A pendulum has a period $14.4\, {\rm s}$ on earth. This same pendulum is taken to the mars and set into oscillation. Its period on mars is $23.1\, {\rm s}$. what is the surface gravity on mars? 

The period of a pendulum with length $L$ is $T=2\pi\sqrt{\frac{L}{g}}$ where $g$ is the gravitational acceleration or surface gravity. Therefore
\[\frac{T_E}{T_M}=\frac{{2\pi}/{\sqrt{\frac{L}{g_E}}}}{{2\pi}/{\sqrt{\frac{L}{g_M}}}}=\sqrt{\frac{g_M}{g_E}}\Rightarrow g_M=g_E\ {\left(\frac{T_E}{T_M}\right)}^2=\left(9.8\right){\left(\frac{14.1}{23.1}\right)}^2=3.81\frac{{\rm m}}{{{\rm s}}^{{\rm 2}}}\] 
 

A mass is oscillating on a spring with a period of ${\rm 4.60\ s}$. At $t =0\, {\rm s}$ the mass has zero speed and is at $x=8.30\,{\rm cm}$. What is its speed at $t=2.50\,{\rm s}$?

The general equation for a mass undergo a simple harmonic motion (SHO) is as
\[x=A{\cos  (\omega t+\alpha)\ }\] 
Where $A,\ \omega$ and $\alpha$ are constants. $A$is called the amplitude of the oscillation which is the maximum displacement from equilibrium. The argument of the cosine function, $\omega t+\alpha$, is called the phase of the motion and the $a$ also is called the phase constant, which is equal to the phase at $t=0$. The velocity of the mass in the SHO is obtained by the first derivative of the $x$ with respect to time 
\[v_x=\frac{dx}{dt}=-A\omega\,{\sin  (\omega t+\alpha)\ }\] 
In these equations $\omega=2\pi/T$ is the angular frequency of oscillating system, where $T$ is the period of the system. 
From the given information, find the phase of the motion as follows
\[v_x\left(t=0\right)=A\omega\,{\sin  \left(\omega\left(0\right)+\alpha\right)\ }=0\Rightarrow A\omega\,{\sin  a\ }=0\] 
\[\Rightarrow \ A\omega=0\ or\ \ {\sin  \alpha\ }=0\] 
The first term cannot be zero, since this is the multiplication of two constant of the motion. The second term states that $\alpha=0,\frac{\pi}{2},\dots $. So we choose $\alpha=0$. Now by setting $t=0$ in the position equation, we can find the amplitude of the motion
\[x\left(t=0\right)=A\,{\cos  (\omega\left(0\right)+0)\ }=8.30\Rightarrow A=8.30\ {\rm cm}\] 
With these information, the full equation of the velocity of the motion is 
\[v_x=-(8.30)\omega\,{\sin  \omega t\ }\] 
By substituting $\omega=2\pi/4.6$ and $t=2.50\ {\rm s}$ into above, we obtain the velocity at the desired time.

Set of tasks:
(1) In the oscillation solutions, update everything from "From the given" down to "the desired time.", putting "speed" wherever "velocity" appears.
(2) Answer these from the oscillation solutions:
(a) What is the pendulum's period on Mars?
(b) What is the period of the mass on the spring?
(c) At what position is the mass at t = 0 s?
Nothing in the items matters for this work.

Data lines:

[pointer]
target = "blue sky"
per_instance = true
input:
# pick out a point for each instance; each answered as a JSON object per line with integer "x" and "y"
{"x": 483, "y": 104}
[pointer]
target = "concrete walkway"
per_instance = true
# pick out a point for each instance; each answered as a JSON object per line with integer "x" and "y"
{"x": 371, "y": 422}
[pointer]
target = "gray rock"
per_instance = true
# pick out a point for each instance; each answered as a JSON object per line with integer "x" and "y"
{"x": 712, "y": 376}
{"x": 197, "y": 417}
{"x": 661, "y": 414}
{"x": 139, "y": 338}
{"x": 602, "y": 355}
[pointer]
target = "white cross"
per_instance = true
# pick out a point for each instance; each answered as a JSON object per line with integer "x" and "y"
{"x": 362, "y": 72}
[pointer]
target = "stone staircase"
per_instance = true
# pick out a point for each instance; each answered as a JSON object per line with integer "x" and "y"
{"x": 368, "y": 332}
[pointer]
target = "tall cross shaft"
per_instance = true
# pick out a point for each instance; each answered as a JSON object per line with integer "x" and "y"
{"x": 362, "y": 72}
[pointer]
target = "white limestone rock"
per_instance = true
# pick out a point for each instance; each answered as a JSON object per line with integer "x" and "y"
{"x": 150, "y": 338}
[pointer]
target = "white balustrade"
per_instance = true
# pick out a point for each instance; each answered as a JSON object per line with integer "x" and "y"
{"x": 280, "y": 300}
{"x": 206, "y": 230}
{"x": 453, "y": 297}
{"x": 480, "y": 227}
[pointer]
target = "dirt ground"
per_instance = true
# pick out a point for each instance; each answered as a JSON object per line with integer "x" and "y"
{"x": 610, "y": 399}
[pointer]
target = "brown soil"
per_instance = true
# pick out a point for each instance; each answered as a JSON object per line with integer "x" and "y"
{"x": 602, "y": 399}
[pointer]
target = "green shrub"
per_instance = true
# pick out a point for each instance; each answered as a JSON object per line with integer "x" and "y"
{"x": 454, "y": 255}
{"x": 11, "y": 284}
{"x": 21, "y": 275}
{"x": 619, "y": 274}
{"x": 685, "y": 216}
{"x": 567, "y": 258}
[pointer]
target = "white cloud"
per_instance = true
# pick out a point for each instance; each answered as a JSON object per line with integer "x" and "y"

Responses to the tasks:
(1)
From the given information, find the phase of the motion as follows
\[v_x\left(t=0\right)=A\omega\,{\sin  \left(\omega\left(0\right)+\alpha\right)\ }=0\Rightarrow A\omega\,{\sin  a\ }=0\] 
\[\Rightarrow \ A\omega=0\ or\ \ {\sin  \alpha\ }=0\] 
The first term cannot be zero, since this is the multiplication of two constant of the motion. The second term states that $\alpha=0,\frac{\pi}{2},\dots $. So we choose $\alpha=0$. Now by setting $t=0$ in the position equation, we can find the amplitude of the motion
\[x\left(t=0\right)=A\,{\cos  (\omega\left(0\right)+0)\ }=8.30\Rightarrow A=8.30\ {\rm cm}\] 
With these information, the full equation of the speed of the motion is 
\[v_x=-(8.30)\omega\,{\sin  \omega t\ }\] 
By substituting $\omega=2\pi/4.6$ and $t=2.50\ {\rm s}$ into above, we obtain the speed at the desired time.

(2)
(a) 23.1 s
(b) 4.60 s
(c) x = 8.30 cm